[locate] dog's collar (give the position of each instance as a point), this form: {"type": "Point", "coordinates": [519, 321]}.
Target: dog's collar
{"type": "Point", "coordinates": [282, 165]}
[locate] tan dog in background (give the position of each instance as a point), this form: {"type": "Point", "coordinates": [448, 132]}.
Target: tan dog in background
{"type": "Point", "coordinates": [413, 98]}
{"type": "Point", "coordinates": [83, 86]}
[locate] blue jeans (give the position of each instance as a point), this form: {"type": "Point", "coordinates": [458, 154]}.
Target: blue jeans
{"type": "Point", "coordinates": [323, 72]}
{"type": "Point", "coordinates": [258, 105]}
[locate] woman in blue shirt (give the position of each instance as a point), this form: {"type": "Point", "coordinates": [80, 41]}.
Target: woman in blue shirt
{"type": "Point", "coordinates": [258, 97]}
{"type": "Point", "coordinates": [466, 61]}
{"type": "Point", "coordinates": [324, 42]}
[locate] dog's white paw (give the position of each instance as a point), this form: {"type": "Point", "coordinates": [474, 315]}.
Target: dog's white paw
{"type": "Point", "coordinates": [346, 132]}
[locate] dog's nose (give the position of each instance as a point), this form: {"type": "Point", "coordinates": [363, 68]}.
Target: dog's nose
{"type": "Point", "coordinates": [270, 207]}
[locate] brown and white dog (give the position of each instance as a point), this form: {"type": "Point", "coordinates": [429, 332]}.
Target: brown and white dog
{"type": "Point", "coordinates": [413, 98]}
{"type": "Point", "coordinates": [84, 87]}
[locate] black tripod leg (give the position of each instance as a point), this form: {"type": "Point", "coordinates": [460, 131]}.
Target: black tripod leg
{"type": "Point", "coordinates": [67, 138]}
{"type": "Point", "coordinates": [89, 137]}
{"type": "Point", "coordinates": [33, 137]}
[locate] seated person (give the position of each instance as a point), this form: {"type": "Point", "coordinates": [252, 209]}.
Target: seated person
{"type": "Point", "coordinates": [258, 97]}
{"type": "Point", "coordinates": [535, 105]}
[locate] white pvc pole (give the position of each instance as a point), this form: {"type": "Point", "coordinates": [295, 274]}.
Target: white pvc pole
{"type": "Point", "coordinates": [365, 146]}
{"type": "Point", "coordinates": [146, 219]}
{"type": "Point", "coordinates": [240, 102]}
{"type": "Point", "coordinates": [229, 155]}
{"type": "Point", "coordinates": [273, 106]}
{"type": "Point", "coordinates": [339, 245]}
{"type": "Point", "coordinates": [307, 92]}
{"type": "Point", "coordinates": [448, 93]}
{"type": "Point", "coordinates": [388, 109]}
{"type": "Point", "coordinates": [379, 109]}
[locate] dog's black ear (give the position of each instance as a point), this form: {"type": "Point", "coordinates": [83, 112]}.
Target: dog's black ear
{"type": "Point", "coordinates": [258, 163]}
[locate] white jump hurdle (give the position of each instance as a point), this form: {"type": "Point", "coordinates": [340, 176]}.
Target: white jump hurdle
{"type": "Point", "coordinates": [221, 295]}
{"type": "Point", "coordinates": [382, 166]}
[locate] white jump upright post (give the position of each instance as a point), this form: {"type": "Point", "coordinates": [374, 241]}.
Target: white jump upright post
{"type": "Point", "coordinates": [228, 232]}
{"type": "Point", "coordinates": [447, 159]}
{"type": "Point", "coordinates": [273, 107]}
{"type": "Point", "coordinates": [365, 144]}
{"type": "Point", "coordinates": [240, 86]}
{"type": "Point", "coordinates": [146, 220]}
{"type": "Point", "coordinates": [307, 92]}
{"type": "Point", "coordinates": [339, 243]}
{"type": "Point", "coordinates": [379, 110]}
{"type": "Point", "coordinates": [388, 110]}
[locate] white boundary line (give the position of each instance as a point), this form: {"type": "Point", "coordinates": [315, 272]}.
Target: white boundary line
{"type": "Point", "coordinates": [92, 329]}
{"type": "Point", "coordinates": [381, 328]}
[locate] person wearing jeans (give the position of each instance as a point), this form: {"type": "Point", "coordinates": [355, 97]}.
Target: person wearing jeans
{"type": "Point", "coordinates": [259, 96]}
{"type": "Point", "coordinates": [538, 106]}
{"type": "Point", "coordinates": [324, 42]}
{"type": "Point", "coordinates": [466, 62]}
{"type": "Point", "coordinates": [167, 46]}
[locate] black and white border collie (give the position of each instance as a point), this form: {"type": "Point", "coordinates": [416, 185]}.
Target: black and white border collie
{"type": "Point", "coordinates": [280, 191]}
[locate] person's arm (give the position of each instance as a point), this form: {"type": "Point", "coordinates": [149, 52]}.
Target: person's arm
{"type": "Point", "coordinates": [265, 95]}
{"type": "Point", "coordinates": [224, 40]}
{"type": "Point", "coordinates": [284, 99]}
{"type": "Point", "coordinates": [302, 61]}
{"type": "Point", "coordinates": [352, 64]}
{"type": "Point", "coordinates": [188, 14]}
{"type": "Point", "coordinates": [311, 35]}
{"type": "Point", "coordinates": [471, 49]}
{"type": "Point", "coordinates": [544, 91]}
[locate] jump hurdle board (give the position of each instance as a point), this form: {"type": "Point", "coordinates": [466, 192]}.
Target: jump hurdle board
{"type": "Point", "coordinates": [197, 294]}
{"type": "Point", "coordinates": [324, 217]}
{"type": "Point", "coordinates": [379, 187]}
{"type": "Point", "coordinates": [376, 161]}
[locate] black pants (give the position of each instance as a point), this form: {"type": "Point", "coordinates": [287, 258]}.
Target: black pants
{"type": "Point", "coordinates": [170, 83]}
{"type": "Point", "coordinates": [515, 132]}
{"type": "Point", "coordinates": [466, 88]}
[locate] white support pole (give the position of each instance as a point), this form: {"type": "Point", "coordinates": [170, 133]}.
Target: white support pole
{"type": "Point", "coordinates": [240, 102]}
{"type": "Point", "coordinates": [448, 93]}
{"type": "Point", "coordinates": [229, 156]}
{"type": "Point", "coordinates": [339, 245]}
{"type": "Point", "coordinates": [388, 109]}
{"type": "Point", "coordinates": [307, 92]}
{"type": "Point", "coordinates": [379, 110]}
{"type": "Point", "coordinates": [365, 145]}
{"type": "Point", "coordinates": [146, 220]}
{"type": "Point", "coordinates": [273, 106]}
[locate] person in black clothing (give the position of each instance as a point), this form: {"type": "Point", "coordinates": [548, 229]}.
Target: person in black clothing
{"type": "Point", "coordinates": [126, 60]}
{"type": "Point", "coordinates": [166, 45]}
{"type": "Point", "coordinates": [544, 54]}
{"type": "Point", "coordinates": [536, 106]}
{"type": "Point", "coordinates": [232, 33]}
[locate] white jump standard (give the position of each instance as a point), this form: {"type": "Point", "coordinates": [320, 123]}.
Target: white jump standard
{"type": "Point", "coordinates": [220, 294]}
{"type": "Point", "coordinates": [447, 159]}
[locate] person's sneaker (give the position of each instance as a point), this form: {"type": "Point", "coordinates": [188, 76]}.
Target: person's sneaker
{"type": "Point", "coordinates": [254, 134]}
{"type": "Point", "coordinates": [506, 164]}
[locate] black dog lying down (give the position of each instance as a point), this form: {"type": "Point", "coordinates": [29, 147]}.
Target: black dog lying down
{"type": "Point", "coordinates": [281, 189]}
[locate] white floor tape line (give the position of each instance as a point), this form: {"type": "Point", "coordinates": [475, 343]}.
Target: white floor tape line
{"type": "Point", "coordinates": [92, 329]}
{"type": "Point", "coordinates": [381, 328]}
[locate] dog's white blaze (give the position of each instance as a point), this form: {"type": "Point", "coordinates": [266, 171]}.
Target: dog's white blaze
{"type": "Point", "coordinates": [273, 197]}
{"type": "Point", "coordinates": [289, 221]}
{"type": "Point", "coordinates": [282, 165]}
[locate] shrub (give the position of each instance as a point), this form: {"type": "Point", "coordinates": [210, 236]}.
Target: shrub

Exercise instructions. Could you return all of the lines above, word for word, from the first to the last?

Worked solution.
[locate] dog's collar (give the position of each instance as a point), this form: {"type": "Point", "coordinates": [519, 321]}.
Target: dog's collar
{"type": "Point", "coordinates": [282, 165]}
[locate] tan dog in background (give the position of each instance as a point), this form: {"type": "Point", "coordinates": [448, 132]}.
Target: tan dog in background
{"type": "Point", "coordinates": [413, 98]}
{"type": "Point", "coordinates": [83, 86]}
[locate] blue jeans (give the position of each instance as a point), this form: {"type": "Point", "coordinates": [458, 154]}.
Target: blue jeans
{"type": "Point", "coordinates": [323, 72]}
{"type": "Point", "coordinates": [258, 105]}
[locate] woman in blue shirt (give the position of each instance as a point), this form: {"type": "Point", "coordinates": [80, 41]}.
Target: woman in blue shirt
{"type": "Point", "coordinates": [258, 97]}
{"type": "Point", "coordinates": [466, 61]}
{"type": "Point", "coordinates": [324, 42]}
[locate] dog's white paw (give the position of each instance as a point), this form: {"type": "Point", "coordinates": [474, 315]}.
Target: dog's white paw
{"type": "Point", "coordinates": [346, 132]}
[locate] dog's nose (give the position of each instance as a point), this form: {"type": "Point", "coordinates": [363, 68]}.
Target: dog's nose
{"type": "Point", "coordinates": [270, 207]}
[locate] brown and white dog (give the position of each instance as a point), this form: {"type": "Point", "coordinates": [429, 332]}.
Target: brown and white dog
{"type": "Point", "coordinates": [413, 98]}
{"type": "Point", "coordinates": [84, 87]}
[locate] black tripod leg (give the position of each instance as a point), this form: {"type": "Point", "coordinates": [460, 131]}.
Target: black tripod leg
{"type": "Point", "coordinates": [67, 138]}
{"type": "Point", "coordinates": [89, 137]}
{"type": "Point", "coordinates": [33, 137]}
[locate] seated person (give the position of each instance as a point), this form: {"type": "Point", "coordinates": [252, 209]}.
Target: seated person
{"type": "Point", "coordinates": [258, 97]}
{"type": "Point", "coordinates": [535, 105]}
[locate] white pvc pole (give the position of each instance as a point), this form: {"type": "Point", "coordinates": [295, 274]}.
Target: white pvc pole
{"type": "Point", "coordinates": [365, 146]}
{"type": "Point", "coordinates": [146, 219]}
{"type": "Point", "coordinates": [240, 102]}
{"type": "Point", "coordinates": [229, 155]}
{"type": "Point", "coordinates": [273, 106]}
{"type": "Point", "coordinates": [339, 245]}
{"type": "Point", "coordinates": [307, 92]}
{"type": "Point", "coordinates": [448, 93]}
{"type": "Point", "coordinates": [388, 109]}
{"type": "Point", "coordinates": [379, 109]}
[locate] dog's black ear (give the position of each instance as a point), this form: {"type": "Point", "coordinates": [83, 112]}.
Target: dog's black ear
{"type": "Point", "coordinates": [258, 163]}
[locate] white jump hurdle (give the position of each instance as a point), this form: {"type": "Point", "coordinates": [340, 176]}.
Target: white jump hurdle
{"type": "Point", "coordinates": [221, 295]}
{"type": "Point", "coordinates": [382, 166]}
[locate] white jump upright post (give the position of each instance as a point), this form: {"type": "Point", "coordinates": [374, 241]}.
Target: white jump upright post
{"type": "Point", "coordinates": [228, 232]}
{"type": "Point", "coordinates": [447, 159]}
{"type": "Point", "coordinates": [273, 107]}
{"type": "Point", "coordinates": [365, 144]}
{"type": "Point", "coordinates": [240, 86]}
{"type": "Point", "coordinates": [146, 220]}
{"type": "Point", "coordinates": [307, 92]}
{"type": "Point", "coordinates": [339, 243]}
{"type": "Point", "coordinates": [379, 110]}
{"type": "Point", "coordinates": [388, 110]}
[locate] white boundary line (give the position of each instance as a point), this form: {"type": "Point", "coordinates": [315, 272]}.
Target: white boundary line
{"type": "Point", "coordinates": [92, 329]}
{"type": "Point", "coordinates": [381, 328]}
[locate] person wearing jeans (give the position of each instance as a point), this form: {"type": "Point", "coordinates": [355, 97]}.
Target: person wearing jeans
{"type": "Point", "coordinates": [259, 96]}
{"type": "Point", "coordinates": [538, 106]}
{"type": "Point", "coordinates": [324, 42]}
{"type": "Point", "coordinates": [466, 62]}
{"type": "Point", "coordinates": [167, 46]}
[locate] black and white border collie (give the position of each instance as a point), this form: {"type": "Point", "coordinates": [416, 185]}.
Target: black and white border collie
{"type": "Point", "coordinates": [280, 191]}
[locate] person's arm (give the position of each instance as a point), this form: {"type": "Point", "coordinates": [149, 52]}.
Target: person's arm
{"type": "Point", "coordinates": [265, 95]}
{"type": "Point", "coordinates": [224, 40]}
{"type": "Point", "coordinates": [284, 99]}
{"type": "Point", "coordinates": [302, 61]}
{"type": "Point", "coordinates": [352, 64]}
{"type": "Point", "coordinates": [188, 14]}
{"type": "Point", "coordinates": [311, 35]}
{"type": "Point", "coordinates": [471, 49]}
{"type": "Point", "coordinates": [544, 91]}
[locate] jump hurdle board (give the position of each instance as a point), this form: {"type": "Point", "coordinates": [466, 192]}.
Target: jump hurdle board
{"type": "Point", "coordinates": [197, 294]}
{"type": "Point", "coordinates": [324, 217]}
{"type": "Point", "coordinates": [379, 187]}
{"type": "Point", "coordinates": [376, 161]}
[locate] black pants (give the position of each instance as a point), this form: {"type": "Point", "coordinates": [287, 258]}.
Target: black pants
{"type": "Point", "coordinates": [170, 83]}
{"type": "Point", "coordinates": [515, 132]}
{"type": "Point", "coordinates": [466, 88]}
[locate] white support pole (give the position of each instance as a point), this form: {"type": "Point", "coordinates": [170, 133]}.
Target: white support pole
{"type": "Point", "coordinates": [240, 102]}
{"type": "Point", "coordinates": [448, 93]}
{"type": "Point", "coordinates": [229, 156]}
{"type": "Point", "coordinates": [339, 245]}
{"type": "Point", "coordinates": [388, 109]}
{"type": "Point", "coordinates": [307, 92]}
{"type": "Point", "coordinates": [379, 110]}
{"type": "Point", "coordinates": [365, 145]}
{"type": "Point", "coordinates": [146, 220]}
{"type": "Point", "coordinates": [273, 106]}
[locate] person in black clothing (give the position of each instance as a point), this form: {"type": "Point", "coordinates": [548, 229]}.
Target: person in black clothing
{"type": "Point", "coordinates": [126, 60]}
{"type": "Point", "coordinates": [166, 45]}
{"type": "Point", "coordinates": [544, 54]}
{"type": "Point", "coordinates": [536, 106]}
{"type": "Point", "coordinates": [232, 33]}
[locate] white jump standard (give the position of each instance as a point), this form: {"type": "Point", "coordinates": [320, 123]}.
Target: white jump standard
{"type": "Point", "coordinates": [220, 294]}
{"type": "Point", "coordinates": [447, 159]}
[locate] person's sneaker (give the position of each instance as a point), this form: {"type": "Point", "coordinates": [188, 76]}.
Target: person's sneaker
{"type": "Point", "coordinates": [254, 134]}
{"type": "Point", "coordinates": [506, 164]}
[locate] black dog lying down (give the position of each instance as a point), this form: {"type": "Point", "coordinates": [29, 147]}.
Target: black dog lying down
{"type": "Point", "coordinates": [281, 189]}
[locate] white floor tape line (give the position of each instance as a point), this form: {"type": "Point", "coordinates": [475, 343]}.
Target: white floor tape line
{"type": "Point", "coordinates": [92, 329]}
{"type": "Point", "coordinates": [381, 328]}
[locate] dog's white blaze (give the position of each instance as a point), this form: {"type": "Point", "coordinates": [266, 171]}.
Target: dog's white blaze
{"type": "Point", "coordinates": [273, 197]}
{"type": "Point", "coordinates": [289, 221]}
{"type": "Point", "coordinates": [282, 165]}
[locate] shrub (give the position of each instance as a point), this form: {"type": "Point", "coordinates": [210, 236]}.
Target: shrub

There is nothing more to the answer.